* 課題 1: 手根管症候群に関する抄録のうち、「[PD-6-3] ポスター:運動器疾患 6手根管症候群術後の手指機能予後に対する訓練期間の検討」から「委員会の承認を得て実施した.」までの部分を、一字一句変えずに書き写してください。
* 課題 2:
次の(a)〜(c)の記述が手根管症候群に関する抄録の内容と合っているかを、それぞれ「はい」か「いいえ」で答えてください。判断の決め手となった本文の語句も、そのまま引用して添えてください。
(a) 対象となった外来患者は86例で、そのうち女性は55名である。
(b) 神経の軸索再生は1日5mmと言われている。
(c) 本研究は当院倫理審査委員会の承認を得て実施された。
* 課題 3:
手根管症候群に関する抄録をもとに、次の問いに短く答えてください。答えには問いと同じ記号を付け、一行に一つずつ書いてください。
(a) 対象のうち、右手は何例でしたか。
(b) ポスター発表の会場はどこでしたか。
(c) 手根管開放術後の患者に実施された運動は何でしたか。

Sat. Sep 17, 2022 10:30 AM - 11:30 AM ポスター会場 (イベントホール)

[PD-6-3] ポスター:運動器疾患 6手根管症候群術後の手指機能予後に対する訓練期間の検討

柳川 明義1田丸 佳希2松木 明好2藤野 悦路1 (1社会医療法人信愛会 畷生会脳神経外科病院リハビリテーション科,2四條畷学園大学リハビリテーション学部)

【はじめに】手根管症候群(以下CTS)は手関節の正中神経が圧迫されることで生じ,症状として正中神経支配の疼痛,知覚異常,しびれ,筋力低下などが出現する.重度になると睡眠障害なども起こるため生活に支障を来すことから,手術適応となることが多い.神経の回復は軸索再生が1日3mmと言われているが(Forman1978),臨床経験上4~6ヶ月の治療期間を要することがある.また,作業療法(以下OT)終了時に症状が残存した例も散見され,リハビリ期間を予測することは難しい.そこで今回我々は, CTSに対する手根管開放術後の患者にNerve Gliding exercise(以下NGE)を実施し,手指機能の改善までの期間を調査し,その結果を報告する.
【倫理的配慮】倫理的配慮では,本研究の目的や内容を説明し,同意を得た者のみを対象とした.なお当院倫理審査委員会の承認を得て実施した.
【対象】当院でCTSと診断受け,手根管開放術を受けた外来患者86例(男性31名,女性55名,平均年齢66.8±14.1歳),右手48例,左手38例を対象とした.

* 提供資料:
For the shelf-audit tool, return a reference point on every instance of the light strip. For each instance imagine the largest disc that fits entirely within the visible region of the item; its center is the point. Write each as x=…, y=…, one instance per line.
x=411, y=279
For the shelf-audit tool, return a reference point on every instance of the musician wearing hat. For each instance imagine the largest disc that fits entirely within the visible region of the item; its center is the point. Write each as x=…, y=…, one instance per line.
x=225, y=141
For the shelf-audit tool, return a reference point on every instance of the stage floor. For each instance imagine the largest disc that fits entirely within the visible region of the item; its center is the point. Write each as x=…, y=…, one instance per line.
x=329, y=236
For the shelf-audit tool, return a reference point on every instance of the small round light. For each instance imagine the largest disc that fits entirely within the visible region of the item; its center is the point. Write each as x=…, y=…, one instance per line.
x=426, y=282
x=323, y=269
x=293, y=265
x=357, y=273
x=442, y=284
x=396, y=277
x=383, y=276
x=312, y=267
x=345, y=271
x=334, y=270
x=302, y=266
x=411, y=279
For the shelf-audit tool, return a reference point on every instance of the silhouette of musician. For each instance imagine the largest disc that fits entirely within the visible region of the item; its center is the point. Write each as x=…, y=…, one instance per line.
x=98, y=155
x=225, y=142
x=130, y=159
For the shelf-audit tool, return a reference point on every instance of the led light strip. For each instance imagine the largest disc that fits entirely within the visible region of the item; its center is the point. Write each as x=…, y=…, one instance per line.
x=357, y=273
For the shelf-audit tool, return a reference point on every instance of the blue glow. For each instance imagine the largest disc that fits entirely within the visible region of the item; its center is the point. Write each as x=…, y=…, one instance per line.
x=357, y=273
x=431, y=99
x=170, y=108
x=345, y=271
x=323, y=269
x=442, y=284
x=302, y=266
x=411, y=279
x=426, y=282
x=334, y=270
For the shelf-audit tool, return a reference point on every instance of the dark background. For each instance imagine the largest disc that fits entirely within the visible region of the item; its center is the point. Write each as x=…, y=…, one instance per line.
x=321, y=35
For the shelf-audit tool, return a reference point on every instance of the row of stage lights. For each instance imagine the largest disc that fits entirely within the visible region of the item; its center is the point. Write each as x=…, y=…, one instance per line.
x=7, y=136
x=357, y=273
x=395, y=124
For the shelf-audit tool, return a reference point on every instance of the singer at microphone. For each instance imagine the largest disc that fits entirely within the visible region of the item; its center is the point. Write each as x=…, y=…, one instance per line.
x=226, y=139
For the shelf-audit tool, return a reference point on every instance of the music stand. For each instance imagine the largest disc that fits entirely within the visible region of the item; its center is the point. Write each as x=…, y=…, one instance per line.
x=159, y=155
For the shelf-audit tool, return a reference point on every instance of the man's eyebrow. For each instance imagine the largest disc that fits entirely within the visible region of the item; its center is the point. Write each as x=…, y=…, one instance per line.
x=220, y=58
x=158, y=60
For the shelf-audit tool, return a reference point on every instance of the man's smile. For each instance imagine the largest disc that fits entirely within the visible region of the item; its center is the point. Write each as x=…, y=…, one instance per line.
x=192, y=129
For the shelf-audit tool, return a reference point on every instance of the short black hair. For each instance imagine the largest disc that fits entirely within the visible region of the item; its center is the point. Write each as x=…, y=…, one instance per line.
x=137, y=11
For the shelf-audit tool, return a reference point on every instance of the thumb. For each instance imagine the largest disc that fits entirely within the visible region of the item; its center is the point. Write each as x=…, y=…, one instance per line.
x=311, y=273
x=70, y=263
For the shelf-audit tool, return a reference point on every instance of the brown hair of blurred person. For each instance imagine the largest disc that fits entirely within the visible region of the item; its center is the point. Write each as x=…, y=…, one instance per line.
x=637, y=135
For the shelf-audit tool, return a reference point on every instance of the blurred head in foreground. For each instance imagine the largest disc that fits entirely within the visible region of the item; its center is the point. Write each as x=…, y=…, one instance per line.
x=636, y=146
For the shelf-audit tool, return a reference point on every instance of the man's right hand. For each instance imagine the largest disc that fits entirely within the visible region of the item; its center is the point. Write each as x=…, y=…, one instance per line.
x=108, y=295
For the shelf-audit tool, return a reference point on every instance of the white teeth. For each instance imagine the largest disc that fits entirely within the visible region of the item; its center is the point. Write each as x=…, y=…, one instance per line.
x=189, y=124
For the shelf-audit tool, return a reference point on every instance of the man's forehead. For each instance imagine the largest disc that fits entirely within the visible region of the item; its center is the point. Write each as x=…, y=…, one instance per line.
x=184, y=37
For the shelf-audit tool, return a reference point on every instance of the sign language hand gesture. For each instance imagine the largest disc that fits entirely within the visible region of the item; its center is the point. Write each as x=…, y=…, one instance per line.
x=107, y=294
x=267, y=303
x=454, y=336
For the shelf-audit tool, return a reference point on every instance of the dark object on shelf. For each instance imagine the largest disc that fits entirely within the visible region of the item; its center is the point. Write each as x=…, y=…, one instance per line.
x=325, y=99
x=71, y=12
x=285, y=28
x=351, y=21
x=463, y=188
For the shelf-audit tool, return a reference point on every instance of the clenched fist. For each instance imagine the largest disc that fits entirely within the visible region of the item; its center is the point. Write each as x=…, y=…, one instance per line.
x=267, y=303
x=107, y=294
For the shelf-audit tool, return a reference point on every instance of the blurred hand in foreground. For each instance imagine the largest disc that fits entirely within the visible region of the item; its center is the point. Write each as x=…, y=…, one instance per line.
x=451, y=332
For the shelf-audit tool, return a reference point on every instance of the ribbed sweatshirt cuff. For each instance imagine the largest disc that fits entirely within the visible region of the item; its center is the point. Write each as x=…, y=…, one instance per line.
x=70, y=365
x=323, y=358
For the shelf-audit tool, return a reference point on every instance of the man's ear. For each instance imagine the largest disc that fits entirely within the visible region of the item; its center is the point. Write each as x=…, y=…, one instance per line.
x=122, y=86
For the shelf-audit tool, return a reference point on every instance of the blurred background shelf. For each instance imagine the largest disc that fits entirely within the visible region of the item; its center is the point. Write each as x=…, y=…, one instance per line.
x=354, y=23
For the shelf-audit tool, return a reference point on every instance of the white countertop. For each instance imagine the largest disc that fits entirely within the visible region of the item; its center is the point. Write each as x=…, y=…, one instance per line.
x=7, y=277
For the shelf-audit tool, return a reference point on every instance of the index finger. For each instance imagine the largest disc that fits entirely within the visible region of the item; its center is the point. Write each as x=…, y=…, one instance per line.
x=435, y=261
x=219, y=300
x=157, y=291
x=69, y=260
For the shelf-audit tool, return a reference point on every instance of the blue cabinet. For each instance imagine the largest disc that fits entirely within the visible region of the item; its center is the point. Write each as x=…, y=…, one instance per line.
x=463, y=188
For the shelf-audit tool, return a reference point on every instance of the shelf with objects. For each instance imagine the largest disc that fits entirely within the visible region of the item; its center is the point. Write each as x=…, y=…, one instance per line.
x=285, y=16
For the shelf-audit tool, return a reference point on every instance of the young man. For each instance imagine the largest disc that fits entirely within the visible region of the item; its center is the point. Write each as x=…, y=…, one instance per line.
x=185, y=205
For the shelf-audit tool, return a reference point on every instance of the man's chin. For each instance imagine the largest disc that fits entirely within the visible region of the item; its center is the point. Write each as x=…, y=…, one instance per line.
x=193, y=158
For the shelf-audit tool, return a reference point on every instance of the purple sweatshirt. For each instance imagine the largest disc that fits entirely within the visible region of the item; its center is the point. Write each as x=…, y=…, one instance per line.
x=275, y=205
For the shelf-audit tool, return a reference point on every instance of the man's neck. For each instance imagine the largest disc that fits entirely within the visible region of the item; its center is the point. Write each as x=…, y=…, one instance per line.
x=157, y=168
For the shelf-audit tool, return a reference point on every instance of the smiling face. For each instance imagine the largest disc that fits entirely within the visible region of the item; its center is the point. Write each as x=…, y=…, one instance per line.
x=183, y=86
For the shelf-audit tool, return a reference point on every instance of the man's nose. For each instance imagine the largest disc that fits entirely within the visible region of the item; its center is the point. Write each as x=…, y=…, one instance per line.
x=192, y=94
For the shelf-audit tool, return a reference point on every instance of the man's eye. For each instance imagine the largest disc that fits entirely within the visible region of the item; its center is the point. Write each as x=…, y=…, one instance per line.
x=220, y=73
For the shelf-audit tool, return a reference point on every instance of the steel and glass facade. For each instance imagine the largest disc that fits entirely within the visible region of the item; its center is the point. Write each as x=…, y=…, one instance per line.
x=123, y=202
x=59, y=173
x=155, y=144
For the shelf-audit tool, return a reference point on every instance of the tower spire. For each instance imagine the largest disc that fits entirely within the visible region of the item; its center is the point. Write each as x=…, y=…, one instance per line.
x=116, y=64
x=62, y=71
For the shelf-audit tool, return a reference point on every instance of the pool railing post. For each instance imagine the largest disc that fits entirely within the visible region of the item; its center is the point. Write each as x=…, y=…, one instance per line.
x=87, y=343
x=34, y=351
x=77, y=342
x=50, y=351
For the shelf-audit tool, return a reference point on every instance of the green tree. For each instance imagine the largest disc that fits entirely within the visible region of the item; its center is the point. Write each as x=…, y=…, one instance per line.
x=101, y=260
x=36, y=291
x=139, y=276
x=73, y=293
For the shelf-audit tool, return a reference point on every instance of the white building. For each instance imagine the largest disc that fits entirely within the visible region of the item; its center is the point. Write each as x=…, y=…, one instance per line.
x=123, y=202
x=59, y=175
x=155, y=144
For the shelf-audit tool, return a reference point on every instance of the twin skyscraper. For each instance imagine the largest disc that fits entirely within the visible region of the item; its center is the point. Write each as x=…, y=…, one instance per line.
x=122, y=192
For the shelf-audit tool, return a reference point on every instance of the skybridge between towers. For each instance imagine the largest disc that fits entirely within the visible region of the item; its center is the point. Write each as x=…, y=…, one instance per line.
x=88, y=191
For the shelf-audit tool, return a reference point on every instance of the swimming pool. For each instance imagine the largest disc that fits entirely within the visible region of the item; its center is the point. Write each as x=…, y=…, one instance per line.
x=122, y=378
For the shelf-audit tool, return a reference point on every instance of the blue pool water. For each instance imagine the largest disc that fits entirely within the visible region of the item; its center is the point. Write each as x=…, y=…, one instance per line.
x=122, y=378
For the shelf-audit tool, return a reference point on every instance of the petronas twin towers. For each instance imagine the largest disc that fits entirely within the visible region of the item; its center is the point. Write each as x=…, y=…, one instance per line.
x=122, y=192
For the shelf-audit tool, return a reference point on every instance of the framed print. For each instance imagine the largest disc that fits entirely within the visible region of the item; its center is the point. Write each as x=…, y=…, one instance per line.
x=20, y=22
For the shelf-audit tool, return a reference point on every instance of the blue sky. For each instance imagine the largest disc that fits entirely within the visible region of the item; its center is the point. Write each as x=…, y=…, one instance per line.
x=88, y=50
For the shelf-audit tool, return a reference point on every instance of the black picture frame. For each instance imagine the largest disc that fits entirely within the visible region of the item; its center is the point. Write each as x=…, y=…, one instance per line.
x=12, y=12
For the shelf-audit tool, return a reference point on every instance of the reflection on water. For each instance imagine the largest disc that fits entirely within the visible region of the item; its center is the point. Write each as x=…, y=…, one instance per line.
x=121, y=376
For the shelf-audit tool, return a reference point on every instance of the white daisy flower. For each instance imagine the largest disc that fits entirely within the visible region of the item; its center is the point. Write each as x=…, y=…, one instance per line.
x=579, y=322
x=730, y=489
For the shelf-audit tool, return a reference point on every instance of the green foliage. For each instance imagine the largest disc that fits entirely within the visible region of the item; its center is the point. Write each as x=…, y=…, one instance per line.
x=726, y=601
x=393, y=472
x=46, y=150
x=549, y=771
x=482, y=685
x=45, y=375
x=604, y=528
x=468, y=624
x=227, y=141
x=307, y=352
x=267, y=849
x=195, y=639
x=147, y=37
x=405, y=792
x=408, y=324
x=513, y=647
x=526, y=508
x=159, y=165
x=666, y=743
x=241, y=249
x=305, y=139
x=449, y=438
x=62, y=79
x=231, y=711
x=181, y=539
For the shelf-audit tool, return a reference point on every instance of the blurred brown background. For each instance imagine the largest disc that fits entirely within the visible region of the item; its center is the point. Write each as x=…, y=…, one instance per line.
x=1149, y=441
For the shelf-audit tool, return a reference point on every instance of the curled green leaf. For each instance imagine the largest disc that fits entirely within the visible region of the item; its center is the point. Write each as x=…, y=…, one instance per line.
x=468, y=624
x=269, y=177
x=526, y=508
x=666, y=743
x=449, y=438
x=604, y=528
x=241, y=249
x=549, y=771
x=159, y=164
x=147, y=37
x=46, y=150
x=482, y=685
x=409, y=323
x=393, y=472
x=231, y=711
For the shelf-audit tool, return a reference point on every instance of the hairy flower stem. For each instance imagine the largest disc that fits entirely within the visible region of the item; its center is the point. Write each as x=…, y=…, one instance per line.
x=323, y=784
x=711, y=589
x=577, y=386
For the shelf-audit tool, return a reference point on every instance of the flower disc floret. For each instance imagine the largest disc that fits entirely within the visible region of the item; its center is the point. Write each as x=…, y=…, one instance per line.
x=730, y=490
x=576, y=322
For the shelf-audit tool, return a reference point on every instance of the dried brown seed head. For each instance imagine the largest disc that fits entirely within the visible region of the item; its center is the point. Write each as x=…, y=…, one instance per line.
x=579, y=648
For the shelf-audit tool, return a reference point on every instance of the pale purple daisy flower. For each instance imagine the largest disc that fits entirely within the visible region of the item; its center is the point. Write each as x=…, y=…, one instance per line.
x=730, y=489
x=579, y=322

* 解答 1:
[PD-6-3] ポスター:運動器疾患 6手根管症候群術後の手指機能予後に対する訓練期間の検討

柳川 明義1田丸 佳希2松木 明好2藤野 悦路1 (1社会医療法人信愛会 畷生会脳神経外科病院リハビリテーション科,2四條畷学園大学リハビリテーション学部)

【はじめに】手根管症候群(以下CTS)は手関節の正中神経が圧迫されることで生じ,症状として正中神経支配の疼痛,知覚異常,しびれ,筋力低下などが出現する.重度になると睡眠障害なども起こるため生活に支障を来すことから,手術適応となることが多い.神経の回復は軸索再生が1日3mmと言われているが(Forman1978),臨床経験上4~6ヶ月の治療期間を要することがある.また,作業療法(以下OT)終了時に症状が残存した例も散見され,リハビリ期間を予測することは難しい.そこで今回我々は, CTSに対する手根管開放術後の患者にNerve Gliding exercise(以下NGE)を実施し,手指機能の改善までの期間を調査し,その結果を報告する.
【倫理的配慮】倫理的配慮では,本研究の目的や内容を説明し,同意を得た者のみを対象とした.なお当院倫理審査委員会の承認を得て実施した.

* 解答 2:
(a) はい。「外来患者86例(男性31名,女性55名」
(b) いいえ。「軸索再生が1日3mmと言われているが」
(c) はい。「当院倫理審査委員会の承認を得て実施した」

* 解答 3:
(a) 48例
(b) ポスター会場(イベントホール)
(c) Nerve Gliding exercise(NGE)